[START Given records]

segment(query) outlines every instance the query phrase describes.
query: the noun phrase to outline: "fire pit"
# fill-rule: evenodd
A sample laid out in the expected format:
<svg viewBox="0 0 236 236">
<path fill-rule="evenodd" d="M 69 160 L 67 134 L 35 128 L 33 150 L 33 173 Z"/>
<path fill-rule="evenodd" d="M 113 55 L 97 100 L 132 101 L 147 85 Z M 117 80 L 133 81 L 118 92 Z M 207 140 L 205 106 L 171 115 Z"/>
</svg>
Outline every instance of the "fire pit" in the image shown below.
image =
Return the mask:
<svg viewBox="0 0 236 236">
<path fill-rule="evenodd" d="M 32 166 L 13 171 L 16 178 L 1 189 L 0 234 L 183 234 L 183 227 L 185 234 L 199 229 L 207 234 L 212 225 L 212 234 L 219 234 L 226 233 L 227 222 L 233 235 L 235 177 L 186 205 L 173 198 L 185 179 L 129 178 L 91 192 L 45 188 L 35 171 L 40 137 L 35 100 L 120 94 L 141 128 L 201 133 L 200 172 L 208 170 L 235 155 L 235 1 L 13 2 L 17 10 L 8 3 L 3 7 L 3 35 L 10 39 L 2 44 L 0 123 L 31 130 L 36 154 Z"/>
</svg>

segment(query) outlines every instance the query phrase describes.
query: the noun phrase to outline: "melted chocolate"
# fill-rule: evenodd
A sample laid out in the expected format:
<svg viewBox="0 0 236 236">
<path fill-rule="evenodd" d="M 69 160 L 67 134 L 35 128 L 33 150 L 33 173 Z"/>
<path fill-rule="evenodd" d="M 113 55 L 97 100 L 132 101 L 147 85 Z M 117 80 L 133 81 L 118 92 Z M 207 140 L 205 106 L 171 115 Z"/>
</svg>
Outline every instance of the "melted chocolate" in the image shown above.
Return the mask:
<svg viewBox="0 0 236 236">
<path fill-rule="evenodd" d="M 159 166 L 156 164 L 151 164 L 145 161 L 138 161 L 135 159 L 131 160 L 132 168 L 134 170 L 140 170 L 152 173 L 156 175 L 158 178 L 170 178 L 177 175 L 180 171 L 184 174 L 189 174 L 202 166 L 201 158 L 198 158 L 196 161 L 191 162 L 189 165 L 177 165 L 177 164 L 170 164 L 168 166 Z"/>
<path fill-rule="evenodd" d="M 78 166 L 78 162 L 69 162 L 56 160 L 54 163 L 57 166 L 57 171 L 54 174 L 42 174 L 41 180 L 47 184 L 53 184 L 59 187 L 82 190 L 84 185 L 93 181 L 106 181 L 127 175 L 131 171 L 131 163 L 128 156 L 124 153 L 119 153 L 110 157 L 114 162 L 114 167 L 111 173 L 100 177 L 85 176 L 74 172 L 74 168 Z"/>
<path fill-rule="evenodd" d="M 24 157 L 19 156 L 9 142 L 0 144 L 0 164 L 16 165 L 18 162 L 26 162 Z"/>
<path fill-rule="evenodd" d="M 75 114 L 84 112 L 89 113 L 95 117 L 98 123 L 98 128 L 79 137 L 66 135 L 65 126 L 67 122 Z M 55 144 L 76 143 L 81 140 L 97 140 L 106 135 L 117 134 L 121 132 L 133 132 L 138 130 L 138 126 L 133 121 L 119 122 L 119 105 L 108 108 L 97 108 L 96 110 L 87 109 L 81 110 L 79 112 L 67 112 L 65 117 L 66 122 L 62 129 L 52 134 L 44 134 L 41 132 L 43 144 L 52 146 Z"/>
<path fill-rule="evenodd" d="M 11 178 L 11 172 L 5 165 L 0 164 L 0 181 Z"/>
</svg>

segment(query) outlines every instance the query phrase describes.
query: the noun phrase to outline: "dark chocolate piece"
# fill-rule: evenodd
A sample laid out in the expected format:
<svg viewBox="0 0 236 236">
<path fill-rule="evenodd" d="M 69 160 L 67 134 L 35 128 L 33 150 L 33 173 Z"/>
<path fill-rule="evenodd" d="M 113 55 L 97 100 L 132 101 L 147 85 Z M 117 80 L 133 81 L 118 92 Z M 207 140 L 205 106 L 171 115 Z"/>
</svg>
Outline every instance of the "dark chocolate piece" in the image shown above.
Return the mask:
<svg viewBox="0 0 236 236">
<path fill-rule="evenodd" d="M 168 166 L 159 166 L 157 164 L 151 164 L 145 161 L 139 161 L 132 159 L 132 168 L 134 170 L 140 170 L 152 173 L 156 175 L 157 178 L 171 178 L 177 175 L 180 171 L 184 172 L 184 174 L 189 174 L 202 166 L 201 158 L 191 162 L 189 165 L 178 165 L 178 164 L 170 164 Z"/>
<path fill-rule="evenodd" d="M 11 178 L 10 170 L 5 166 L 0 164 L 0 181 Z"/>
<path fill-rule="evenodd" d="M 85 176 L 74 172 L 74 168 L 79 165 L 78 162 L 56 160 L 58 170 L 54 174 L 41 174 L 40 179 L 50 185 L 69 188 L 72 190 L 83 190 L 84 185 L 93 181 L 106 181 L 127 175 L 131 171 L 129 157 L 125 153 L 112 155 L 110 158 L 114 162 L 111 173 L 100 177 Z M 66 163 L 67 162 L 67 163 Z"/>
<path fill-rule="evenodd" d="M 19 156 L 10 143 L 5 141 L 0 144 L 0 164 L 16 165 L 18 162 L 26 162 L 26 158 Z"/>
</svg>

[END Given records]

(Aim)
Count the lines in the rows above that contain the string "fire", and reply with that number alone.

(Worked answer)
2